◆ **Exercise objective**: Copy out the material below word for word, keeping every line and mark in its original order.

◆ **Supplied data**:
▽
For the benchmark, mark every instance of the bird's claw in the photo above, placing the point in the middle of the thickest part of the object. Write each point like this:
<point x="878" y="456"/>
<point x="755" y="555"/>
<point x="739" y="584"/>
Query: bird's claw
△
◆ **Reply to the exercise**:
For the benchmark, mark every instance of the bird's claw in the photo above, placing the point in the middle of the thickest part of the object. Write each point like this:
<point x="878" y="456"/>
<point x="755" y="555"/>
<point x="739" y="584"/>
Query: bird's claw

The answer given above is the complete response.